● **Exercise details**: Continue the piece below on opponents of the Family and Medical Leave Act, starting right after its last sentence.

● **Text block**:
I’ve been an activist since the 1960s. But it doesn’t take long to figure out how opponents of progressive legislation work. Although the names and specifics change, they have a limited stock of arguments and a predictable set of tactics.
First they warn: “If we pass [fill in the blank] bill, business will flee, the sky will fall, and you’ll hurt the very people you want to help.” Then, when our side’s successful, they try to get around the law by not telling workers about it, or finding ways to punish those who use it.
And as soon as possible, they try to undo it altogether.
February 5 marks the fifteenth anniversary of the signing into law of the Family and Medical Leave Act. We should be celebrating our work to make it available and affordable to many more people -- more than half the private sector workforce isn’t covered, for instance, and more than two million a year who are covered can’t take the time because it’s unpaid. The definition of family is really narrow. And the law doesn’t include routine illness.
But the opponents of family values at work just won’t give up. Now they’re trying to gut the FMLA through an end run of changing the regulations.
Twice in recent years I’ve testified before Congress on whether or not this law needs changing. Each time I sat at a table with some of the same opponents who said passing such a bill would ruin business. Now they were trying a different tack. FMLA? Great bill, this one used it when she had a new baby, that one when his mom had a heart attack. It was mainly fine, but needed a little tweaking.

● **Supplied information**:
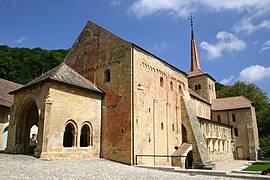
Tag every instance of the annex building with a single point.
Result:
(112, 99)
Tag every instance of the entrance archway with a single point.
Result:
(69, 135)
(189, 160)
(4, 138)
(184, 134)
(27, 119)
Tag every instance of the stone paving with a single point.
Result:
(27, 167)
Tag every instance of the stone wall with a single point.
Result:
(246, 125)
(4, 121)
(95, 51)
(76, 106)
(157, 108)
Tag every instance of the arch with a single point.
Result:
(161, 82)
(26, 116)
(184, 134)
(107, 75)
(161, 126)
(235, 131)
(189, 160)
(33, 138)
(4, 137)
(86, 138)
(70, 134)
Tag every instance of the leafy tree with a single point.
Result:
(254, 94)
(22, 65)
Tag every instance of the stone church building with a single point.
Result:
(112, 99)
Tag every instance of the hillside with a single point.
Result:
(22, 65)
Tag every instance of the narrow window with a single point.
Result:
(218, 117)
(180, 89)
(85, 139)
(235, 131)
(107, 75)
(233, 117)
(161, 82)
(69, 135)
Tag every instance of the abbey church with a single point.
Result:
(112, 99)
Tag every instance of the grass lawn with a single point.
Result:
(258, 166)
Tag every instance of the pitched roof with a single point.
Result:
(64, 74)
(196, 95)
(237, 102)
(5, 87)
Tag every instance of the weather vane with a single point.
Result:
(191, 20)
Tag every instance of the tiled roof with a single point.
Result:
(196, 95)
(182, 150)
(237, 102)
(63, 73)
(5, 87)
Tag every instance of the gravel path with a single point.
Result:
(27, 167)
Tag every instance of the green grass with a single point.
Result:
(258, 166)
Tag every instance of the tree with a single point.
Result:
(254, 94)
(22, 65)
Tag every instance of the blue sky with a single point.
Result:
(233, 36)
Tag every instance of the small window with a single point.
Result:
(107, 75)
(180, 89)
(233, 117)
(161, 82)
(235, 131)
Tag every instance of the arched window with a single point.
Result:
(233, 117)
(86, 136)
(107, 75)
(161, 82)
(235, 131)
(69, 135)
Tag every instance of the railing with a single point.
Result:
(162, 156)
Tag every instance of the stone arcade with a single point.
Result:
(112, 99)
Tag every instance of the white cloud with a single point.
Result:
(160, 46)
(149, 7)
(226, 42)
(115, 2)
(254, 73)
(184, 7)
(245, 25)
(226, 81)
(20, 40)
(266, 46)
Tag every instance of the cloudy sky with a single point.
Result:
(233, 36)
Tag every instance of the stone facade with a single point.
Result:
(68, 118)
(151, 113)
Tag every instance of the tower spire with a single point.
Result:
(195, 61)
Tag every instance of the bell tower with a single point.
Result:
(199, 81)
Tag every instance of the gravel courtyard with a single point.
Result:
(27, 167)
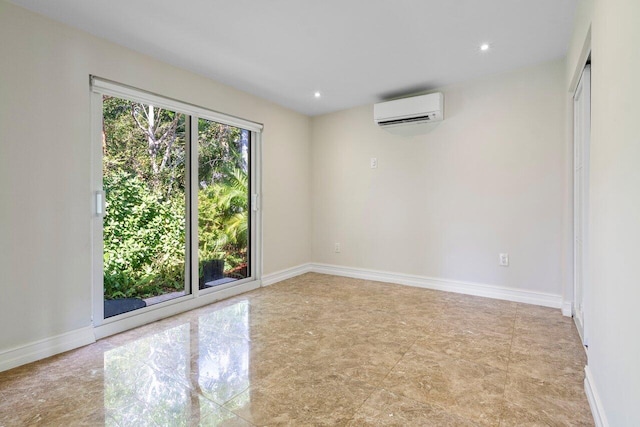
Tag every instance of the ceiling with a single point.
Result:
(354, 52)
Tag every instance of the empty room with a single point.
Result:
(282, 212)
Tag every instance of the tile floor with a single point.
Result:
(318, 350)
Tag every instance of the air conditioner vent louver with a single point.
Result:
(417, 109)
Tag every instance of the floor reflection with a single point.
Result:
(182, 374)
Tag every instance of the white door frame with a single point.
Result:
(197, 298)
(581, 149)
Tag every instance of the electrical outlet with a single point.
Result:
(504, 260)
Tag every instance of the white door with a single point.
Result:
(581, 142)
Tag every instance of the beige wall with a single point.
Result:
(45, 194)
(490, 178)
(613, 292)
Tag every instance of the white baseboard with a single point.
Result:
(567, 308)
(279, 276)
(47, 347)
(593, 397)
(468, 288)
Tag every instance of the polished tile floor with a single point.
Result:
(318, 350)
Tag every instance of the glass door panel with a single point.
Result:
(223, 203)
(144, 180)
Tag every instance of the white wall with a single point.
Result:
(614, 293)
(443, 204)
(45, 256)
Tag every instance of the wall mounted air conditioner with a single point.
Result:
(417, 109)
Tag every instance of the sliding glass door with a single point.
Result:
(175, 201)
(223, 203)
(144, 182)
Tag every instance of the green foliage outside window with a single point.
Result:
(144, 155)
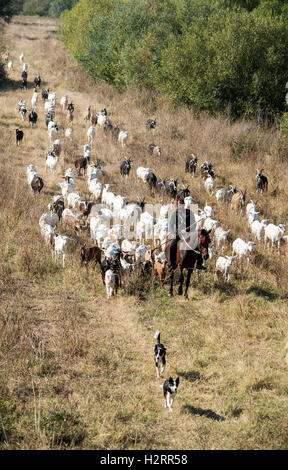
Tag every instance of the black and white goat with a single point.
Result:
(125, 167)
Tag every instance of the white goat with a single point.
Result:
(51, 162)
(64, 102)
(91, 132)
(253, 215)
(60, 247)
(257, 228)
(110, 283)
(251, 206)
(241, 248)
(142, 173)
(209, 185)
(52, 133)
(210, 224)
(122, 137)
(274, 233)
(221, 237)
(69, 133)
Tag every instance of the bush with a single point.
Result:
(200, 53)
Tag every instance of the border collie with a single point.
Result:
(170, 388)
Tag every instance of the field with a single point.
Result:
(77, 370)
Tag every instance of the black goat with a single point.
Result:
(171, 188)
(151, 125)
(37, 184)
(19, 136)
(37, 81)
(261, 182)
(57, 207)
(45, 94)
(152, 181)
(125, 167)
(191, 165)
(33, 116)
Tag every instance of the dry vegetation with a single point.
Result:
(77, 370)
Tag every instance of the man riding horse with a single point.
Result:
(182, 227)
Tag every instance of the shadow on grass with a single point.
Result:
(191, 375)
(227, 288)
(199, 411)
(266, 293)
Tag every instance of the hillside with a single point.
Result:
(77, 370)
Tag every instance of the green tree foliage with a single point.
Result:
(213, 55)
(10, 7)
(47, 7)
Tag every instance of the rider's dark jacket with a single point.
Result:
(181, 221)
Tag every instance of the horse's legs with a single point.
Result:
(181, 280)
(188, 282)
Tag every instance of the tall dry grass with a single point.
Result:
(76, 370)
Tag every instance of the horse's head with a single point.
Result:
(204, 242)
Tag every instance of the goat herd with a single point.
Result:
(111, 217)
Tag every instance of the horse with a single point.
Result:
(186, 259)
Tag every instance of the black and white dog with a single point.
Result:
(159, 354)
(170, 388)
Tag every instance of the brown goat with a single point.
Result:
(81, 163)
(94, 119)
(73, 223)
(69, 117)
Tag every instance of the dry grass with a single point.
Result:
(76, 370)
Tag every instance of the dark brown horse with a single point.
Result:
(186, 259)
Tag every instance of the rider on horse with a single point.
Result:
(181, 221)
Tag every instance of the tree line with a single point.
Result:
(214, 55)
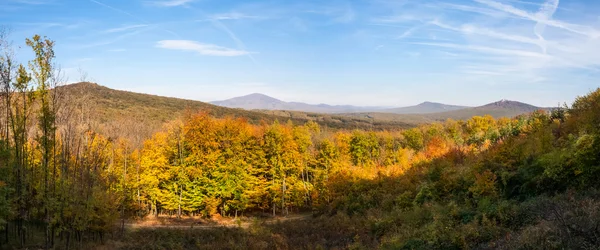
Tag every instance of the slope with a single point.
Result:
(424, 108)
(124, 113)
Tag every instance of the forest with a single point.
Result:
(526, 182)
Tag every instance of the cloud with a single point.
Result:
(543, 19)
(233, 16)
(201, 48)
(125, 28)
(346, 16)
(171, 3)
(31, 2)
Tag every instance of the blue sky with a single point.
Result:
(375, 52)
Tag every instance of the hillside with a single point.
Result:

● **Final answer**:
And what would those tweaks be?
For starters, the opponents would like to clarify that serious illnesses don’t include chronic conditions. Really, they testified, someone gets a little headache or has a little asthma attack and think they can just stay home.
Those little headaches, in case you’re wondering, are known as migraines. My mother used to get them from time to time. They knocked her out. But as long as she had a dark room and some medication, she’d be up and at’em the following day.
And then there’s asthma. An attack can literally be life-threatening. Fortunately, most people will be okay, some after just a few hours, once they’re able to get treatment.
The opponents don’t stop here. They’re want to end to the terrible inconvenience of administering intermittent leave. Really, they say, if you have to take off, take the whole day, not just an hour or less.
Well, let’s say you’re going for chemotherapy, or physical therapy. You may need to be absent only for a short time. Surely your co-workers and employer will benefit if you can come back to work that day. Most of us would much prefer not to lose a whole day’s pay if we don’t have to.
Forcing people to take a bigger chunk of time off is really a way of saying, don’t take it at all.
Here’s what gets me: all these efforts to gut or whittle the FMLA make us struggle to hang on to what we already won, in the hopes that we’ll forget how meager that was in the first place. The rest of the world, including the developing world, has left us in the dust.
On this anniversary, let’s redouble our efforts to EXPAND the FMLA to what it should be: a way to make sure that no one has to risk a job to care for a loved one, or put loved ones at risk in order to keep a job.